Referring expression pointing data:

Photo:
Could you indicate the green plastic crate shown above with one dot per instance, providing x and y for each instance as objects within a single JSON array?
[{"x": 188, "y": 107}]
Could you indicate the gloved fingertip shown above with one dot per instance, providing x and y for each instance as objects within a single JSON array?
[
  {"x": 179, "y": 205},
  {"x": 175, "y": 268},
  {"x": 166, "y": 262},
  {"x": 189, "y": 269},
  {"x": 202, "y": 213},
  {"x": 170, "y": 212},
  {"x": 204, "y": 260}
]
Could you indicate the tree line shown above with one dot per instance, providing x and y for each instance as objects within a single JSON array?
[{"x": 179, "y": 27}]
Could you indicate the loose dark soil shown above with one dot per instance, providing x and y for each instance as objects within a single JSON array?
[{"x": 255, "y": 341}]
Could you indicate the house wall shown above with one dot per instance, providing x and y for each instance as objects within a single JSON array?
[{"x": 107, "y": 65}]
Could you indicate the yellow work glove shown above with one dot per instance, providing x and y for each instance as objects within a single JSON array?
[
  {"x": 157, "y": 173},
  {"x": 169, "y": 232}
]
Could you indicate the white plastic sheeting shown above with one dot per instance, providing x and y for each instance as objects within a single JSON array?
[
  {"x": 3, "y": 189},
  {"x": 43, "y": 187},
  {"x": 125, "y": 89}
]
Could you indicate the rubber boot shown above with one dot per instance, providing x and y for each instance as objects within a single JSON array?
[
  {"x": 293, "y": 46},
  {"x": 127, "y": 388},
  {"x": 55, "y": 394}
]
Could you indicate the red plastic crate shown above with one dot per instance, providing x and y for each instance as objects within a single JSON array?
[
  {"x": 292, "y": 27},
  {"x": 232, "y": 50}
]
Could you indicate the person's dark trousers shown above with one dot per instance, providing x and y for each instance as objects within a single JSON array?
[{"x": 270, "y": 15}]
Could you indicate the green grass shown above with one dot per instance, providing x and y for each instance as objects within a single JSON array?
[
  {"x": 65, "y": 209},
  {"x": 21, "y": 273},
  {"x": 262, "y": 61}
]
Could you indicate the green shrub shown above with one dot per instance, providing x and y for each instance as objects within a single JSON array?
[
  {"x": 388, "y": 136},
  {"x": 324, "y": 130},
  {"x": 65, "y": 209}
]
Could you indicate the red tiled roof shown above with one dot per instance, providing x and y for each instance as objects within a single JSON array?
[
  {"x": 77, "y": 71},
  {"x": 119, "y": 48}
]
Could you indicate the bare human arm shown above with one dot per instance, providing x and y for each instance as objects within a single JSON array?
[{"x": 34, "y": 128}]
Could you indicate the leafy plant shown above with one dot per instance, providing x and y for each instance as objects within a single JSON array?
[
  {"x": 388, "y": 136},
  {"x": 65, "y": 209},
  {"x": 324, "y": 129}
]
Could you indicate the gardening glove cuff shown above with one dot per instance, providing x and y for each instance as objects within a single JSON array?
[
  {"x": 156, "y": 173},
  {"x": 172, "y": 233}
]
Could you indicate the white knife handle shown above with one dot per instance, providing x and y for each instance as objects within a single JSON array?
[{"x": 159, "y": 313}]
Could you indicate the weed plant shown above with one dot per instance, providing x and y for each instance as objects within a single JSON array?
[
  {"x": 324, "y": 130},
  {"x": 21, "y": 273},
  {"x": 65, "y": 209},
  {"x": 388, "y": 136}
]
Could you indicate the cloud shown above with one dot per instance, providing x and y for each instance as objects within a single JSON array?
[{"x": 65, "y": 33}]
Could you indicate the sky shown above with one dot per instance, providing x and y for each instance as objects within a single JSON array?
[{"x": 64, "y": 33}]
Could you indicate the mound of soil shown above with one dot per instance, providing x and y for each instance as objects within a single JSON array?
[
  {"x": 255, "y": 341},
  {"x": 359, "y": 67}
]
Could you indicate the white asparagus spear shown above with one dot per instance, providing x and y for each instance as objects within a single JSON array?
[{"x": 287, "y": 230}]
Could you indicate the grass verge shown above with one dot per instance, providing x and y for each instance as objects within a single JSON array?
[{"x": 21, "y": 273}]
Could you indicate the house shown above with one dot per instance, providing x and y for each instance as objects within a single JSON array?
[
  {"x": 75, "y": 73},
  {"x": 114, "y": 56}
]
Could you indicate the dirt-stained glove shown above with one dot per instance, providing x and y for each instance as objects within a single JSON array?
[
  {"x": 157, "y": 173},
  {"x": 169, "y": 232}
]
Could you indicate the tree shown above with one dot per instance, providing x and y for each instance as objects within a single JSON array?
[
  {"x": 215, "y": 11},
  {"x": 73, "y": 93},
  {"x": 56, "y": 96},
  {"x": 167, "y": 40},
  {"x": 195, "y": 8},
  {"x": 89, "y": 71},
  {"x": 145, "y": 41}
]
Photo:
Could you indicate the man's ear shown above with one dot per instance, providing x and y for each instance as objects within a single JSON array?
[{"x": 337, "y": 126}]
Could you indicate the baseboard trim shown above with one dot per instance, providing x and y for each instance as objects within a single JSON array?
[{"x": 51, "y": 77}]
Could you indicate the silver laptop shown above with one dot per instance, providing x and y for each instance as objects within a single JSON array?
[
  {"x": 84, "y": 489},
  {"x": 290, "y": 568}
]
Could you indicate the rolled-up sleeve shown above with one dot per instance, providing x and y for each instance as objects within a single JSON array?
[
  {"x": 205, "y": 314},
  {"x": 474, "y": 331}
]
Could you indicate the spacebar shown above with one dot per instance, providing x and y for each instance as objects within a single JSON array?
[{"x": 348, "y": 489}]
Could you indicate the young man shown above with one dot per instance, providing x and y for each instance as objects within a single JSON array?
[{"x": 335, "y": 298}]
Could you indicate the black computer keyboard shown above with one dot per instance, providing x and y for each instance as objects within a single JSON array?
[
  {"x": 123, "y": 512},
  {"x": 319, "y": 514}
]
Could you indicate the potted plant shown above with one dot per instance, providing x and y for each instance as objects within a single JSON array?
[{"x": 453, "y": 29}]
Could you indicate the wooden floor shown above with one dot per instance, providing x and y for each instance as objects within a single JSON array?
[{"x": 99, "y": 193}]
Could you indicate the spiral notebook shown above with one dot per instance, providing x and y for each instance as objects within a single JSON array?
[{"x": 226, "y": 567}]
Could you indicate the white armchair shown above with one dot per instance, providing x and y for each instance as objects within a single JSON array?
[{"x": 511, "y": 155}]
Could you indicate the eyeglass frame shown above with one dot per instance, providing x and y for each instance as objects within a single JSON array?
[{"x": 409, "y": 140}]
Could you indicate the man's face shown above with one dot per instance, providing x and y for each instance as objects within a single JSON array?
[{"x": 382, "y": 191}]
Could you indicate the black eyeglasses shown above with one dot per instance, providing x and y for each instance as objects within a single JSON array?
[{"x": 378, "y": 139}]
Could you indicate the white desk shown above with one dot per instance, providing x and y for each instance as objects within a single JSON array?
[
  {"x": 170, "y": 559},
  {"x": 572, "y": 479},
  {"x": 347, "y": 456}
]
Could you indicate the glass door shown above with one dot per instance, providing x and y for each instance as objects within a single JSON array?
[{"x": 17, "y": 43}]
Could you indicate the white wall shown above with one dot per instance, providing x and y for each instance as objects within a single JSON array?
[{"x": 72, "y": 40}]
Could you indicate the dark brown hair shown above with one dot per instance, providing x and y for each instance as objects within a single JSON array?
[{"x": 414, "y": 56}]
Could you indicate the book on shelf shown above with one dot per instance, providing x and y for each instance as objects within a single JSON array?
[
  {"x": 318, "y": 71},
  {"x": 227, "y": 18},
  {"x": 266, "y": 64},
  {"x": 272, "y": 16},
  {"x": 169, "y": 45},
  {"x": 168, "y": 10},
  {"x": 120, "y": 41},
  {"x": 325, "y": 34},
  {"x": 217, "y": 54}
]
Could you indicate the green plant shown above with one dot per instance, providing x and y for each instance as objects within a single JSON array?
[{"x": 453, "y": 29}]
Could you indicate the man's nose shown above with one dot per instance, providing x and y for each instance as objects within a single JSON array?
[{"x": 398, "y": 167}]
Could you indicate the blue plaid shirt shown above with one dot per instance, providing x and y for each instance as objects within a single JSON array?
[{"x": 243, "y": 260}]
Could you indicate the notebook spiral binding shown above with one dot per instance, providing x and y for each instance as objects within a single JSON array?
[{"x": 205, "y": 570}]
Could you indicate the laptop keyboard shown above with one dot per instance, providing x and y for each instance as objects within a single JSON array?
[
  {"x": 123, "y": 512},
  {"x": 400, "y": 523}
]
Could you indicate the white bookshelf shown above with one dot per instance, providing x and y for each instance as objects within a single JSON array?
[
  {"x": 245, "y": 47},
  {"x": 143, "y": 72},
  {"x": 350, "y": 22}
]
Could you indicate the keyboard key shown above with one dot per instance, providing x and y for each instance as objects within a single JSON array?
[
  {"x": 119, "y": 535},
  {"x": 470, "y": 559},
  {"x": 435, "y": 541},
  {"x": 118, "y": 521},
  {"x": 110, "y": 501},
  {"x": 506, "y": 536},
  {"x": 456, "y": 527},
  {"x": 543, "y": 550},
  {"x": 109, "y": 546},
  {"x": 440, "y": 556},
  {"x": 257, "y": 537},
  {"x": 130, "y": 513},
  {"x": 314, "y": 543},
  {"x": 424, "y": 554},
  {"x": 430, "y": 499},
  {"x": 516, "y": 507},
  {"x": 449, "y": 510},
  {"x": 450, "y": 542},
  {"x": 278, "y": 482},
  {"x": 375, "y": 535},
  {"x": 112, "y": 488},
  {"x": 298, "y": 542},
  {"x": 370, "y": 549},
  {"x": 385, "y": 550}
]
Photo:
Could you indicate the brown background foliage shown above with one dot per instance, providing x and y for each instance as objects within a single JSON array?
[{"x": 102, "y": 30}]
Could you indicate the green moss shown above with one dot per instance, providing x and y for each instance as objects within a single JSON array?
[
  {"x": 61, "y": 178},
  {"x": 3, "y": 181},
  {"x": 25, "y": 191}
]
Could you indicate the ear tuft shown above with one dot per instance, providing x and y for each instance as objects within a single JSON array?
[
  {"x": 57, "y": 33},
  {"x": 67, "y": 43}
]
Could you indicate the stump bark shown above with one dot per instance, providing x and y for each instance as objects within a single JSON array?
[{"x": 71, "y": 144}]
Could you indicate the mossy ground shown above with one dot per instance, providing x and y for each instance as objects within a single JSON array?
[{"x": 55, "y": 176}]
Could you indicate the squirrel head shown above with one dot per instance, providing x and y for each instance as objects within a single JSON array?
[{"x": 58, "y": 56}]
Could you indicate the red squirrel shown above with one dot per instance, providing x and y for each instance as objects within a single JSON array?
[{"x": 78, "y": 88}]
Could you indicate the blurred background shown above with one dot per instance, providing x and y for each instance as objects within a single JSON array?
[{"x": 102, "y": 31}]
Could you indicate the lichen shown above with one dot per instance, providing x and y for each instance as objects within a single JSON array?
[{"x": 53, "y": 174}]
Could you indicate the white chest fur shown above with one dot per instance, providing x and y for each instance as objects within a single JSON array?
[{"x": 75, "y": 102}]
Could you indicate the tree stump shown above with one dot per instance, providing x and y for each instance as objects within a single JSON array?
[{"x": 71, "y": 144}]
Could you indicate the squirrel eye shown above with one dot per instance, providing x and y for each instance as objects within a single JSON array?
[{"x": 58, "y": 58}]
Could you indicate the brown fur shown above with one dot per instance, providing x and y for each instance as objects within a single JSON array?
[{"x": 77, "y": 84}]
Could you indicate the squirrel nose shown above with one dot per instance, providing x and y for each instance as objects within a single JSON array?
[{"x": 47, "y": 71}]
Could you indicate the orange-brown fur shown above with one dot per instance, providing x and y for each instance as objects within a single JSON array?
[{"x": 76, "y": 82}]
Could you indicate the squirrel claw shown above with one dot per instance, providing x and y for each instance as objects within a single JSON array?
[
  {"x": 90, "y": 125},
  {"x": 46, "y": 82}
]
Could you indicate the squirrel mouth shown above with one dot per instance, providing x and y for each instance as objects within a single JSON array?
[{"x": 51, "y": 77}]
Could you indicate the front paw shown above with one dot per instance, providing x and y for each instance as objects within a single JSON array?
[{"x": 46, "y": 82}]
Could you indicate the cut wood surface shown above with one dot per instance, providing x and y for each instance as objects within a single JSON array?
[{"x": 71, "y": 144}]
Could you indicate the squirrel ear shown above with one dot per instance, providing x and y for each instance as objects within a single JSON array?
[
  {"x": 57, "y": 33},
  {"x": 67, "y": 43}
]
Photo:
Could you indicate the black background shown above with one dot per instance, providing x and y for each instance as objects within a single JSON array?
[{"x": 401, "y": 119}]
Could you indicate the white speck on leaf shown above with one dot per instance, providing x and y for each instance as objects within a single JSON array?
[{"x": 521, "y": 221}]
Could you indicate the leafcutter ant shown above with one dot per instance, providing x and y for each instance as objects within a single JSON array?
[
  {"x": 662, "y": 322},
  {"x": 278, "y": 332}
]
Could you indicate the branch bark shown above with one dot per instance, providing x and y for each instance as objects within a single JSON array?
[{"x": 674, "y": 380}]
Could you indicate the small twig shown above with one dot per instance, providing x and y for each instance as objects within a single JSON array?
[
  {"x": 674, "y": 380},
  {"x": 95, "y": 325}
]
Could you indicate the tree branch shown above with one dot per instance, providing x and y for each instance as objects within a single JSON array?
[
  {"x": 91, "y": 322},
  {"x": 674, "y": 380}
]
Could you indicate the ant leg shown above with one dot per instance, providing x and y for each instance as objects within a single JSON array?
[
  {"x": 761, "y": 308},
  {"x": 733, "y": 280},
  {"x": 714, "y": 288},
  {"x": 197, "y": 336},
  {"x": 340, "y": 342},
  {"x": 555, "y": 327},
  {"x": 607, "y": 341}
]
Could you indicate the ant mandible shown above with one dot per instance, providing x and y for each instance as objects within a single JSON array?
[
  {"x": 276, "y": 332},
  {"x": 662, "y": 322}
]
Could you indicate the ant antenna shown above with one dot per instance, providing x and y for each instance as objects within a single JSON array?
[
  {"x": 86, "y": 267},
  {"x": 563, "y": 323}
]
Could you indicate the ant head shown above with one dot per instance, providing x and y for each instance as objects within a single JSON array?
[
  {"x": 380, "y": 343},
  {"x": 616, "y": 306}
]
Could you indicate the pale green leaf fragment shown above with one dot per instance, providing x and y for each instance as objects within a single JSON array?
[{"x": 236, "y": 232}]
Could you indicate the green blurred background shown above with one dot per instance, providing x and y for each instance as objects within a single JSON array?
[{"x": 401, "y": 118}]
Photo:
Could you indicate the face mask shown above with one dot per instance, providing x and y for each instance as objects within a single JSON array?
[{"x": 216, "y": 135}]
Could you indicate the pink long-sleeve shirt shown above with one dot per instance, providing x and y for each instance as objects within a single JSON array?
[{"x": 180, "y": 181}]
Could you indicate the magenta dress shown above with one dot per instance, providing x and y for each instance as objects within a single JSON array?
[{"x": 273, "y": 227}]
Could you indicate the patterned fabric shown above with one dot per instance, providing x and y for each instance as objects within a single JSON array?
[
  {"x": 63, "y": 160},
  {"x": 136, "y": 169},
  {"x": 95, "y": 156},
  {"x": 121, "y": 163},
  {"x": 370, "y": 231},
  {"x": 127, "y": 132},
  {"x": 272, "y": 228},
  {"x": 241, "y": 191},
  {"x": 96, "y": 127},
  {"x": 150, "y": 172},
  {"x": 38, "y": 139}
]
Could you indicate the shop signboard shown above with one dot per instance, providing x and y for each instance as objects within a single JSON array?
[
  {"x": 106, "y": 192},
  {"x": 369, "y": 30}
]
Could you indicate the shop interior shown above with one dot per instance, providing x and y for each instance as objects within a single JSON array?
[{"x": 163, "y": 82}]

Problem to solve: Copy exactly the lines from the one containing "Could you indicate the pale" through the last line of the records, both included, and nothing else.

Answer for this exercise:
Could you indicate the pale green leaf fragment shown above with one dot per instance, providing x and y for each instance as objects within a single JSON array?
[{"x": 236, "y": 232}]
Could you indicate the green blurred background shown above with one dot per instance, providing x and y for each instance as objects within a single JSON array?
[{"x": 401, "y": 118}]
Photo:
Could you indicate the face mask shown above with one dot per instance, providing x and y for each instance as objects within a single JSON array?
[{"x": 216, "y": 135}]
Could you indicate the pink long-sleeve shirt shown above with one dot per instance, providing x and y for each instance as objects within a single JSON array?
[{"x": 180, "y": 181}]
Could you indicate the magenta dress shown above with one dot per instance, providing x and y for each instance as objects within a single JSON array?
[{"x": 273, "y": 227}]
Could you indicate the patterned fabric shown above with one dot per instance, providing x and y for each instance as objects within a single JSON array?
[
  {"x": 63, "y": 160},
  {"x": 136, "y": 169},
  {"x": 95, "y": 156},
  {"x": 121, "y": 163},
  {"x": 370, "y": 231},
  {"x": 127, "y": 132},
  {"x": 272, "y": 228},
  {"x": 241, "y": 191},
  {"x": 96, "y": 127},
  {"x": 150, "y": 172},
  {"x": 38, "y": 139}
]
Could you indicate the shop signboard shown above with one dot per instance, providing x and y for each instance as objects within a single JSON array?
[
  {"x": 106, "y": 192},
  {"x": 369, "y": 30}
]
Could you indicate the shop interior shown above with one dot per instance, providing x and y for each instance as objects within a single JSON array?
[{"x": 163, "y": 82}]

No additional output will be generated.